### Objetivo do exercício
Extraia na íntegra o excerto abaixo, sobre o acórdão relativo a arrolamento, e reproduza-o sem qualquer alteração.

:: Excerto para leitura ::

Acórdão do Tribunal da Relação de Guimarães
Processo:
1555/19.1T8BCL-A.G1
Relator: EVA ALMEIDA
Descritores: ARROLAMENTO
PARTILHA DE BENS COMUNS
BENS PRÓPRIOS
Nº do Documento: RG
Data do Acordão: 11/12/2020
Votação: UNANIMIDADE
Texto Integral: S
Meio Processual: APELAÇÃO
Decisão: APELAÇÃO IMPROCEDENTE
Indicações Eventuais: 2.ª SECÇÃO CÍVEL
Sumário:
I- O art.º 409º do CPC prevê o arrolamento em alguns casos especiais, nomeadamente o requerido por qualquer dos cônjuges como preliminar da acção de divórcio, separação de pessoas e bens ou anulação do casamento (n.º 1) em que dispensa a alegação e prova do justo receio de extravio, ocultação ou dissipação de bens (nº3).
II- O referido arrolamento tem por objecto (apenas) os bens comuns, ou os bens próprios do requerente que estejam sob a administração do outro cônjuge.

:::
:: Linhas apresentadas ::

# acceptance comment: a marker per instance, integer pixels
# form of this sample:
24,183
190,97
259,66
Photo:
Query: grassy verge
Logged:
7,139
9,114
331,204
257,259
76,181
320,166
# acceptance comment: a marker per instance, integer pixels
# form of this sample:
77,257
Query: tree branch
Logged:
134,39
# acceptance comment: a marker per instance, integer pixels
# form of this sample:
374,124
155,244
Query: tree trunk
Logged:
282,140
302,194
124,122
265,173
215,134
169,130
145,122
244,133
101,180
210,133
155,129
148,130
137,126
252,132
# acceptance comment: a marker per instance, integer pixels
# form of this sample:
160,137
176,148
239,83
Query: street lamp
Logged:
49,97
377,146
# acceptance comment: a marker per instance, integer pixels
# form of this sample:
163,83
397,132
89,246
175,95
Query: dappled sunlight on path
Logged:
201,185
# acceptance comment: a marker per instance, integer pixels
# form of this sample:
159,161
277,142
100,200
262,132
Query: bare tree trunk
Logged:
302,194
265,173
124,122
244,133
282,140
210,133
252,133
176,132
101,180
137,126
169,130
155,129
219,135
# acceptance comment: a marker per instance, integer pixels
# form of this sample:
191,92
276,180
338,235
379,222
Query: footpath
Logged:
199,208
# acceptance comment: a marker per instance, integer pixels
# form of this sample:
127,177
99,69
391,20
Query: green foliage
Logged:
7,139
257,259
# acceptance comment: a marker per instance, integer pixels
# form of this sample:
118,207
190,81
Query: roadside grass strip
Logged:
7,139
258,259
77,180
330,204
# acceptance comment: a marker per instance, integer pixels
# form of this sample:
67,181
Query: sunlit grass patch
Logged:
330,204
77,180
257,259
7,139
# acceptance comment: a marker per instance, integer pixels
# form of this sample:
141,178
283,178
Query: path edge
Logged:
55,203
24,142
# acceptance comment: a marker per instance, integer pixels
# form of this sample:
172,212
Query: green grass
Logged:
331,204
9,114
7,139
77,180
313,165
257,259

:::

### Resultado correto
Acórdão do Tribunal da Relação de Guimarães
Processo:
1555/19.1T8BCL-A.G1
Relator: EVA ALMEIDA
Descritores: ARROLAMENTO
PARTILHA DE BENS COMUNS
BENS PRÓPRIOS
Nº do Documento: RG
Data do Acordão: 11/12/2020
Votação: UNANIMIDADE
Texto Integral: S
Meio Processual: APELAÇÃO
Decisão: APELAÇÃO IMPROCEDENTE
Indicações Eventuais: 2.ª SECÇÃO CÍVEL
Sumário:
I- O art.º 409º do CPC prevê o arrolamento em alguns casos especiais, nomeadamente o requerido por qualquer dos cônjuges como preliminar da acção de divórcio, separação de pessoas e bens ou anulação do casamento (n.º 1) em que dispensa a alegação e prova do justo receio de extravio, ocultação ou dissipação de bens (nº3).
II- O referido arrolamento tem por objecto (apenas) os bens comuns, ou os bens próprios do requerente que estejam sob a administração do outro cônjuge.